§ **TEXT SECTION**
"""

Lisa Feldman Barrett says emotions don’t necessarily cross borders—cultural differences shape how you experience and express emotions. According to Barrett, universal emotions are mostly a myth because the experiments they’re based on were flawed.

Keep reading to learn why there are cultural differences in emotions, according to Barrett’s research.

How Cultural Differences Create Unique Emotions

Myth: People all over the world recognize and share the same emotions.

Reality: According to Barrett, the experiments on which this idea is based were flawed. There are, in fact, cultural differences in emotions, as expressed through unique words describing emotion concepts that do not exist in other cultures.

Early Experiments Concluding That Emotions Are Universal Were Flawed

Barrett points out that there are thousands of studies claiming that cultural differences don’t impact emotions (i.e. emotions are universal). Popular media reinforces the idea that not only do specific facial expressions correspond with specific emotions, but those emotions are recognizable by people in vastly different cultures all over the world. Everyone recognizes that a frown means sadness, these studies say, and because we all recognize it, we also experience and share the same concept of sadness across cultures.

(Shortform note: Charles Darwin’s 1872 book, The Expression of the Emotions in Man and Animals, is one of the first written texts to put forth the theory of universal expressions, and proponents of the belief still cite it today, despite evidence to the contrary.)

Early experiments on cultural differences in emotions involved a remote African culture, the Himba, and purported to show evidence of universal emotion recognition. Rather than asking subjects to match facial expressions with emotion words, the experiments asked them to match brief emotion stories with emotion sounds, such as laughs, grunts, snorts, etc.

But it came to light after the experiments were conducted that the reason the subjects were getting the answers right was that the researchers were effectively coaching the subjects to learn the correct Western-style emotion concept before they were asked to match an emotion story with an emotion sound. The subjects weren’t recognizing a universal emotion, they were learning foreign concepts of emotion and then applying what they had learned.

When Barrett and her colleagues conducted the same experiment without the added teaching time, there was no indication of universal emotion recognition. 

(Shortform note: Other early studies of emotion support Barrett’s claim that emotions vary across cultures. One of the first researchers to document cultural differences in emotion was pioneering cultural anthropologist Margaret Mead. In her 1928 book Coming of Age in Samoa, Mead described unique emotional phenomena she observed while doing field work in a small village on an island in Samoa. She decried the arguments of Darwin in the previously mentioned The Expression of the Emotions in Man and Animals, a debate in which Paul Ekman himself discusses in an afterword to a later publication of the book.)

"""

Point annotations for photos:
"""

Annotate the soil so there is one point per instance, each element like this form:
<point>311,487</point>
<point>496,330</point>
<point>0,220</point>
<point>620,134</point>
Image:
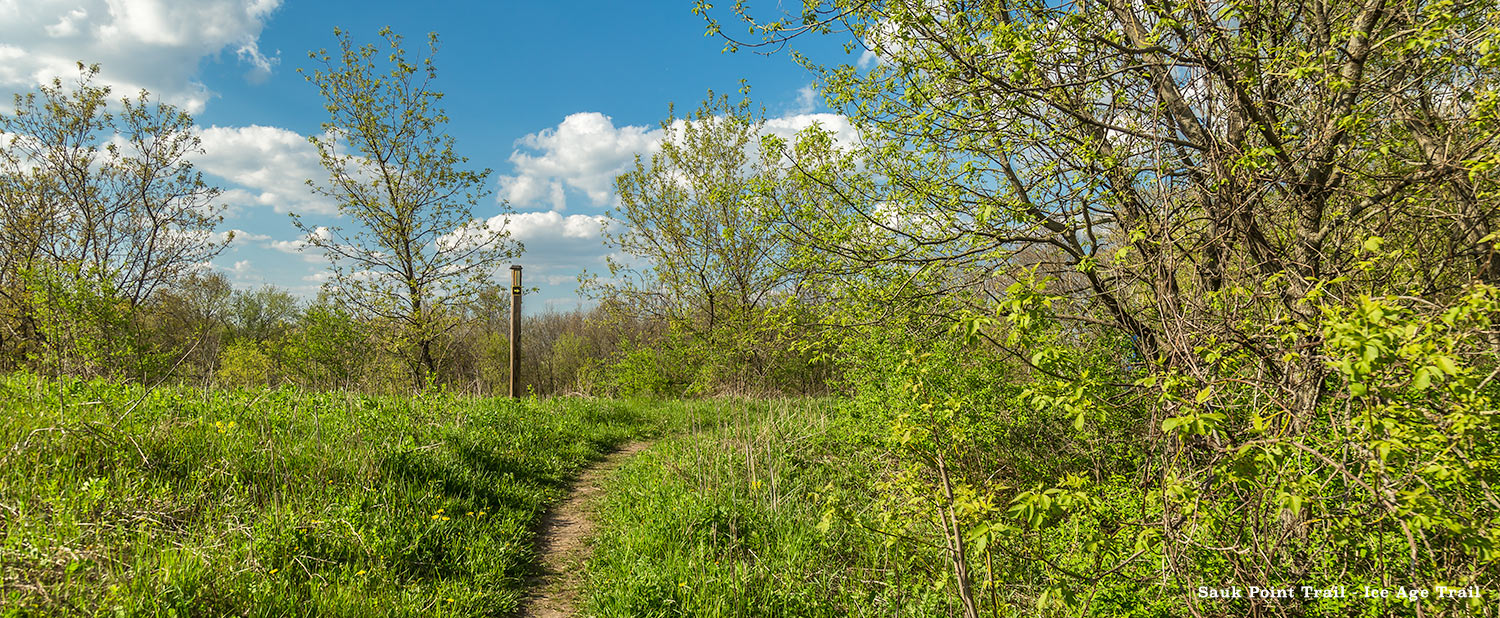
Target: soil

"""

§ **INSTRUCTIONS**
• 1. Name every person the passage on cultural differences in emotions mentions by name.
• 2. Echo the part of the passage on cultural differences in emotions that opens with the words containing "(Shortform note: Charles" and closes with "grunts, snorts, etc.".
The data above have no role in this exercise.

§ **SOLUTIONS TO THE PROBLEMS**
• 1. Lisa Feldman Barrett, Charles Darwin, Margaret Mead, Paul Ekman

• 2.
(Shortform note: Charles Darwin’s 1872 book, The Expression of the Emotions in Man and Animals, is one of the first written texts to put forth the theory of universal expressions, and proponents of the belief still cite it today, despite evidence to the contrary.)

Early experiments on cultural differences in emotions involved a remote African culture, the Himba, and purported to show evidence of universal emotion recognition. Rather than asking subjects to match facial expressions with emotion words, the experiments asked them to match brief emotion stories with emotion sounds, such as laughs, grunts, snorts, etc.